INSTRUCTIONS TO FOLLOW: Identify every line in the material below that contains the string "grey", and copy each such line. Case counts.

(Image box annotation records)
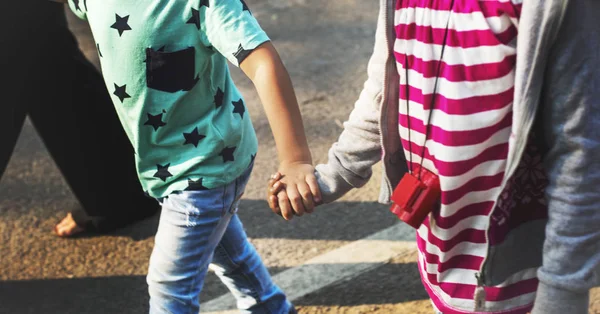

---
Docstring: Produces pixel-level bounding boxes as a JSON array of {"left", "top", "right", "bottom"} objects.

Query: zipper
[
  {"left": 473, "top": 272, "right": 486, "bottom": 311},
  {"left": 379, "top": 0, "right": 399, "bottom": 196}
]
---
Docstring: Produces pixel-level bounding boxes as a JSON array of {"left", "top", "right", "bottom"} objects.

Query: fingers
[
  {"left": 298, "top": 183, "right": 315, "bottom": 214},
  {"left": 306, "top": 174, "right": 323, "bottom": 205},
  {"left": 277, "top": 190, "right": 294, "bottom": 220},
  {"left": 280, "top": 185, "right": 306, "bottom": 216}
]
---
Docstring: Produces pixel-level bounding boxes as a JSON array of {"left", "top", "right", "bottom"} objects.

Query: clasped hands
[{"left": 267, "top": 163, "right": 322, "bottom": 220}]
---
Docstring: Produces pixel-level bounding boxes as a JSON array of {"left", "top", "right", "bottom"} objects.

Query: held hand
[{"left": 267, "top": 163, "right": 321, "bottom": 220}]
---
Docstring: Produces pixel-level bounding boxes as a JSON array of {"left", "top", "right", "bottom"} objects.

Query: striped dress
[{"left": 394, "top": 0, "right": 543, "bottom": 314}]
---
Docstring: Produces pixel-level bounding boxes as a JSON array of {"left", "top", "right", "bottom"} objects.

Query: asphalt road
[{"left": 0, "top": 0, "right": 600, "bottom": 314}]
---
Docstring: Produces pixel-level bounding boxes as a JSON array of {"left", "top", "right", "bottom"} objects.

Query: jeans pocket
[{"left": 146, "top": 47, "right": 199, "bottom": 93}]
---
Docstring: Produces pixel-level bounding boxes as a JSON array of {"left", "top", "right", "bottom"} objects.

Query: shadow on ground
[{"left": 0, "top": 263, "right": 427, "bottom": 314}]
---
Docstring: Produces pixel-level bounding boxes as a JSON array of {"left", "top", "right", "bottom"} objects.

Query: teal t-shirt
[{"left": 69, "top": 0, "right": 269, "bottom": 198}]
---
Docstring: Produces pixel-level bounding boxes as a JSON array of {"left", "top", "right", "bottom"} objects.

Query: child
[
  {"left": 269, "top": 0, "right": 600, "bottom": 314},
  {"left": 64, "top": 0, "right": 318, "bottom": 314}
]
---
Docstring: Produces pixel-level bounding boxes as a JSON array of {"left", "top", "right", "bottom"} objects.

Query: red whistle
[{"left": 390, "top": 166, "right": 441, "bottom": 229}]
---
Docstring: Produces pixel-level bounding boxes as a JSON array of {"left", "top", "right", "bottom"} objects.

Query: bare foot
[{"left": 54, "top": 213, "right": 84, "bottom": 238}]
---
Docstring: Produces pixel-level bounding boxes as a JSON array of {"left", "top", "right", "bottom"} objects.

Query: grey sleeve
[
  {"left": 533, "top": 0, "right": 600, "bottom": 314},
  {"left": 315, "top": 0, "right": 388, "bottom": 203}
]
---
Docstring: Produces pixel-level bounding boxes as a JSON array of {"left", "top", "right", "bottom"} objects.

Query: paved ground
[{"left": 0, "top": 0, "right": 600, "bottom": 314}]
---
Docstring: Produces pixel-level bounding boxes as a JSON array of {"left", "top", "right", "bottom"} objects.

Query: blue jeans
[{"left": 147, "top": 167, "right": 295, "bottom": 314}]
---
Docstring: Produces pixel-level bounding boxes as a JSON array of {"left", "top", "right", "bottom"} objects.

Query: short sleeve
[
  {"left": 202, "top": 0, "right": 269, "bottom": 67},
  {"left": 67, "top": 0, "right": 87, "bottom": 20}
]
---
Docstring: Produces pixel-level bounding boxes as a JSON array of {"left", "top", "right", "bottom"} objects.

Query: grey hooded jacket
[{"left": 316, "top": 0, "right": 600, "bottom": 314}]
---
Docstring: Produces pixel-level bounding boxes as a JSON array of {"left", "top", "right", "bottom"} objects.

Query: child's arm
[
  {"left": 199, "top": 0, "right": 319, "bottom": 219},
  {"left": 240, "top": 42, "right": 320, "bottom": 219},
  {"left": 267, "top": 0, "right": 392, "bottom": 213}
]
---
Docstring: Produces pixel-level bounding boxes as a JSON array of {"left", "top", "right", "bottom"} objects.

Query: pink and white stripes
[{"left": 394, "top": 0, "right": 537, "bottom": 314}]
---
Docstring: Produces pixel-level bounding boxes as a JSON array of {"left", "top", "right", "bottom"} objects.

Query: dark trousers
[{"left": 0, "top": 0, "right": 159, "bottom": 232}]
==
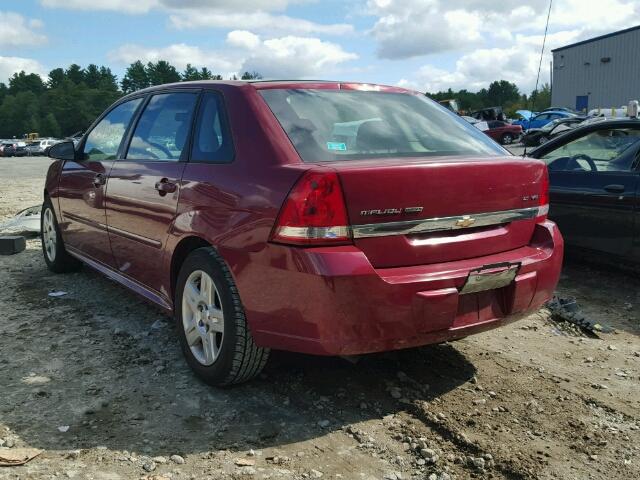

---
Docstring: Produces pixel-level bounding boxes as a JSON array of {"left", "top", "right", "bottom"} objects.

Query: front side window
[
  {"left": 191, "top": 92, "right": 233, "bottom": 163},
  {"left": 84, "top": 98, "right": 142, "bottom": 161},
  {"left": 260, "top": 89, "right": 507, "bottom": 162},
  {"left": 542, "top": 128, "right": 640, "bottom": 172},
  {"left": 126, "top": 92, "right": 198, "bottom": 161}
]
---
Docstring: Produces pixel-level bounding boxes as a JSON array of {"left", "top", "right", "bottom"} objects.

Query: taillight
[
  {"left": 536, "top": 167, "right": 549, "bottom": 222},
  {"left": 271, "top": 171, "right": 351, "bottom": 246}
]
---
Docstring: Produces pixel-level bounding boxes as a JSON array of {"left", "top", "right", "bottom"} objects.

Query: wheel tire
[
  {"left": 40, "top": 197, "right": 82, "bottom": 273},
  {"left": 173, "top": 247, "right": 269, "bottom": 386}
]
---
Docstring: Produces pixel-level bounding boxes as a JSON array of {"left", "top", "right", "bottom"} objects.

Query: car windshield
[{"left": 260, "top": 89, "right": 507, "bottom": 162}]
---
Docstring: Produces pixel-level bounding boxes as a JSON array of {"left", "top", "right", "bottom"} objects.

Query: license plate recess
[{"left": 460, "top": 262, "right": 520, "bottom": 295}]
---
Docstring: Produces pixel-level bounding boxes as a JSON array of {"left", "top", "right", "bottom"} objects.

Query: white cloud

RESULT OF THIS EXERCISE:
Query: grey sleeve
Query: grey hooded jacket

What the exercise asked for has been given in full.